Exercise: Continue the case report on a solitary fibrous tumor of the liver from the point where it stops.

Passage:
+ + + +

Published online Aug 27, 2019. doi: 10.4240/wjgs.v11.i8.348
Peer-review started: June 19, 2019
First decision: August 2, 2019
Revised: August 9, 2019
Accepted: August 13, 2019
Article in press: August 13, 2019
Published online: August 27, 2019
Solitary fibrous tumor of the liver (SFTL) is a rare occurrence with a low number of cases reported in literature. SFTL is usually benign but, 10%-20% cases are reported to be malignant with a tendency to metastasize. The majority of malignant SFTL cases are associated with a paraneoplastic hypoglycaemia defined as Doege-Potter syndrome. Surgery is the best therapeutic treatment, however, long- life follow-up is recommended.
A 74-year-old man, was admitted to the emergency department after a syncopal episode with detection of hypoglycaemia resistant to medical treatment. The computed tomography revealed a solid mass measuring 15 cm of the left liver. An open left hepatectomy was performed with complete resection of tumor. Histopathological analyses confirmed a malignant SFTL.

+ + + +

Material shown:
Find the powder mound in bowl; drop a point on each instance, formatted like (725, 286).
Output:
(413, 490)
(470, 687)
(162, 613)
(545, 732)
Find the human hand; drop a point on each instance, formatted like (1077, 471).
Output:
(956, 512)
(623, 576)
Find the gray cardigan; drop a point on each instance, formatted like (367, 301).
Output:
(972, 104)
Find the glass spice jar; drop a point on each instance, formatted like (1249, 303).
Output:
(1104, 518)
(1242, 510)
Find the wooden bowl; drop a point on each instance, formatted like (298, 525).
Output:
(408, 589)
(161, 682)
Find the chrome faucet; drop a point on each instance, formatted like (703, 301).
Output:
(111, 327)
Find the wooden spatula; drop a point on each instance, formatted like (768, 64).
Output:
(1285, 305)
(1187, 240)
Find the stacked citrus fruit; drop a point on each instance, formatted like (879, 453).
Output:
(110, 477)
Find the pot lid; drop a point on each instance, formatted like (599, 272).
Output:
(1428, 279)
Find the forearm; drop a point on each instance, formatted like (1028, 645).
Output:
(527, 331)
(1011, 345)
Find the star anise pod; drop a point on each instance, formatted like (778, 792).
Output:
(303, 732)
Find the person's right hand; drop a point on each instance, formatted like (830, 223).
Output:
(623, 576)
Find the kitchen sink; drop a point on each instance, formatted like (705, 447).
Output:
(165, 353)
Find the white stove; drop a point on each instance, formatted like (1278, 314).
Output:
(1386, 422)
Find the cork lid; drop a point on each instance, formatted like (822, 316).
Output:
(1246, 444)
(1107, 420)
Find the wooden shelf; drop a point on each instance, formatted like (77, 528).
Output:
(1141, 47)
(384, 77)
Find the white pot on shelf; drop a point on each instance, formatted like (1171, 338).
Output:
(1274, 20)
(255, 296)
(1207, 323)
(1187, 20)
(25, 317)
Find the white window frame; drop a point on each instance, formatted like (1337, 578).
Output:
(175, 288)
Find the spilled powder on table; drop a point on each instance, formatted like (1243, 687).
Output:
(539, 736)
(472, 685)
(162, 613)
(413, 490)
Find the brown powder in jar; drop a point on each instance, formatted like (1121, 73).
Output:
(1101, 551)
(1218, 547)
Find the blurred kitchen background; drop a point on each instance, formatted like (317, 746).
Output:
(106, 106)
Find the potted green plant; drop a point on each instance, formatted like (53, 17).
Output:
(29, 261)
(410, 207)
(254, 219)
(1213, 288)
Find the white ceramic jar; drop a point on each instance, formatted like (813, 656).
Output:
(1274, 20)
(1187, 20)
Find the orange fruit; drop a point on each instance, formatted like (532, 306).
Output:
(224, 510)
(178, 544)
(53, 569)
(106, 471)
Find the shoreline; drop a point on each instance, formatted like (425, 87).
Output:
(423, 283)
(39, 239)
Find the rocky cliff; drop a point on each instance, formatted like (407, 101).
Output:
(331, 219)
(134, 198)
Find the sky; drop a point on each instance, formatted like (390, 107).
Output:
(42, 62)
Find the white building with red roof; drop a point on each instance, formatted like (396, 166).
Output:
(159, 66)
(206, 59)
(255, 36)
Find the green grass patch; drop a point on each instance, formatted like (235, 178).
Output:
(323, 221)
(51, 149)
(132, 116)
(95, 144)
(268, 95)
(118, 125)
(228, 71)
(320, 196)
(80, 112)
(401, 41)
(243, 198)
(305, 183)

+ + + +

Answer to this problem:
Large series with long-term follow-up have not been published neither have clinical trials been undertaken. Consequently, the methodical long-term follow-up of surgically treated SFTLs is strongly recommended.
Core tip: Solitary fibrous tumors (SFTs) are rare mesenchymal tumors first described in 1931 by Klemperer and Rabin. Usually, SFTs are benign, but 10%-20% of them are reported to be malignant with a tendency to metastasize. At present, 22 cases of liver malignant SFTs, including our patient, have been reported in literature. Some cases are associated with a paraneoplastic hypoglycaemia definied as Doege-Potter syndrome. Surgery is the best therapeutic modality and prolongs life, but also improves the clinical characteristics associated with Doege-Potter syndrome if present. Longlife follow-up is recommended.